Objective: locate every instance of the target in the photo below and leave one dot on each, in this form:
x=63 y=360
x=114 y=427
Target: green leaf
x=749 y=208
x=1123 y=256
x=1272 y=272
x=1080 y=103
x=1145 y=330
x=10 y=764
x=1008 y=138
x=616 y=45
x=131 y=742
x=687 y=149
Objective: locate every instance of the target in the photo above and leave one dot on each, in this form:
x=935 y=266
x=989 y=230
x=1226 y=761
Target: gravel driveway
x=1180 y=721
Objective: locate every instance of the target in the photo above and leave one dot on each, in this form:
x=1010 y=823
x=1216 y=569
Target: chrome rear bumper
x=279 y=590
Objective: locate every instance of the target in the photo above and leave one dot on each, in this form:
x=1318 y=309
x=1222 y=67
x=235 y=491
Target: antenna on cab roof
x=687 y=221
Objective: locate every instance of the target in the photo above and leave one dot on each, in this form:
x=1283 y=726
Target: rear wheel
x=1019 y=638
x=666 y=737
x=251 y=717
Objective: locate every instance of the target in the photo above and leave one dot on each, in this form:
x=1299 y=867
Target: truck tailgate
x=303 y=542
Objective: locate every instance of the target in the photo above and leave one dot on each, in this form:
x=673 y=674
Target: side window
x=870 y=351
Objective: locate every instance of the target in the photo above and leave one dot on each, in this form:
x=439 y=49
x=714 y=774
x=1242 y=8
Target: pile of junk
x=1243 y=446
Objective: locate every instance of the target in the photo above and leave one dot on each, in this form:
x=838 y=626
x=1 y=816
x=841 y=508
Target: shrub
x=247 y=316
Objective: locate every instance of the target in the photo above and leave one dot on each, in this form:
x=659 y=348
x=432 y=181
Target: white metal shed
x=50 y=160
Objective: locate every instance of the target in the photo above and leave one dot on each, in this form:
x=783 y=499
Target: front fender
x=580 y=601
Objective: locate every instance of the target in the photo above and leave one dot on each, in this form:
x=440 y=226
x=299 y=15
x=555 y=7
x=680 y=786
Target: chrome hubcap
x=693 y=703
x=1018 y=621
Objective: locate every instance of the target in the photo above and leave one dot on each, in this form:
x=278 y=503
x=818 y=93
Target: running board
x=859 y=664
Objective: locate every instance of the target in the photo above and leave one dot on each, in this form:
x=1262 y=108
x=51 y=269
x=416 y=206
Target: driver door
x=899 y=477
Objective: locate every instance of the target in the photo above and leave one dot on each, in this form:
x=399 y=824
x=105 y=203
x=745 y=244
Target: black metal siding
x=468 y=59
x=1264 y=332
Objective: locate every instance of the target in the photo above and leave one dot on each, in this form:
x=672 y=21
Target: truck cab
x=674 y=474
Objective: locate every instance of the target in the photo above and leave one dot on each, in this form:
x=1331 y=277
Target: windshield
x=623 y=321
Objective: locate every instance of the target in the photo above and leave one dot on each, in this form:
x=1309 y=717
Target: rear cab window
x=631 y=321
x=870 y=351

WORK TO DO =
All of the material above needs to be retyped word for word.

RESPONSE TO THIS EXERCISE =
Objective: locate every instance of the target in the photo below and leave one dot on each, in this form:
x=63 y=360
x=114 y=427
Target: green leaf
x=749 y=208
x=1123 y=256
x=1272 y=272
x=1080 y=103
x=1145 y=330
x=10 y=764
x=1008 y=138
x=616 y=45
x=131 y=742
x=687 y=149
Objective: locate every instance of the target in the photo above and leave one dot on each, in this form:
x=935 y=266
x=989 y=230
x=1226 y=761
Target: gravel driveway
x=1180 y=721
Objective: locate every instance of the target in the photo above and leave one dot on each, in this form:
x=1010 y=823
x=1216 y=569
Target: chrome rear bumper
x=279 y=590
Objective: locate every instance of the target in the photo above and leave one dot on each, in this form:
x=1318 y=309
x=1222 y=67
x=235 y=491
Target: antenna on cab roof
x=687 y=221
Objective: locate every instance of the target in the photo above and leave one dot on each, in this form:
x=1283 y=726
Target: rear wheel
x=1019 y=638
x=666 y=737
x=251 y=717
Objective: locate every instance of the target in the photo above and leave one dot on each, in this form:
x=1299 y=867
Target: truck tailgate
x=303 y=542
Objective: locate every instance of the target in the photo above and leave one dot on each, in this form:
x=673 y=674
Target: side window
x=870 y=351
Objective: locate every instance of the target in the photo above and leave one dot on each, in this form:
x=439 y=49
x=714 y=774
x=1242 y=8
Target: pile of junk
x=1243 y=446
Objective: locate every instance of the target in the photo above and leave one dot on each, in this form:
x=838 y=626
x=1 y=816
x=841 y=508
Target: shrub
x=247 y=316
Objective: locate every instance of the target in the photo above and leave one dot on each, in this form:
x=659 y=348
x=432 y=181
Target: white metal shed
x=50 y=160
Objective: locate every instance of the target in the photo above and leave one dot on each, in this form:
x=783 y=499
Target: front fender
x=580 y=601
Objective: locate every instance of the target in the photo above and leave one dot on each, in this form:
x=440 y=226
x=299 y=15
x=555 y=7
x=680 y=786
Target: chrome hubcap
x=693 y=703
x=1018 y=621
Objective: locate every instance of the target in the photo above and leave one dot on each, in this form:
x=278 y=503
x=818 y=93
Target: running board
x=859 y=664
Objective: locate every instance of the target in the photo above and leave one dot on each, in this form:
x=1262 y=108
x=51 y=269
x=416 y=206
Target: driver door
x=899 y=477
Objective: locate every instance of the target in the photo above and leave one dot on each, in this form:
x=399 y=824
x=105 y=203
x=745 y=244
Target: black metal siding
x=468 y=59
x=1264 y=332
Objective: locate every instance of the target in the photo above and leave one dot on each, in this form:
x=672 y=21
Target: truck cab
x=674 y=474
Objective: locate every instance of the target in the photo above and leave one dot on each, in this form:
x=1331 y=277
Target: windshield
x=623 y=321
Objective: locate every instance of the target in the photo above and leave one dot on each, in this form:
x=1309 y=717
Target: rear cab window
x=631 y=321
x=870 y=351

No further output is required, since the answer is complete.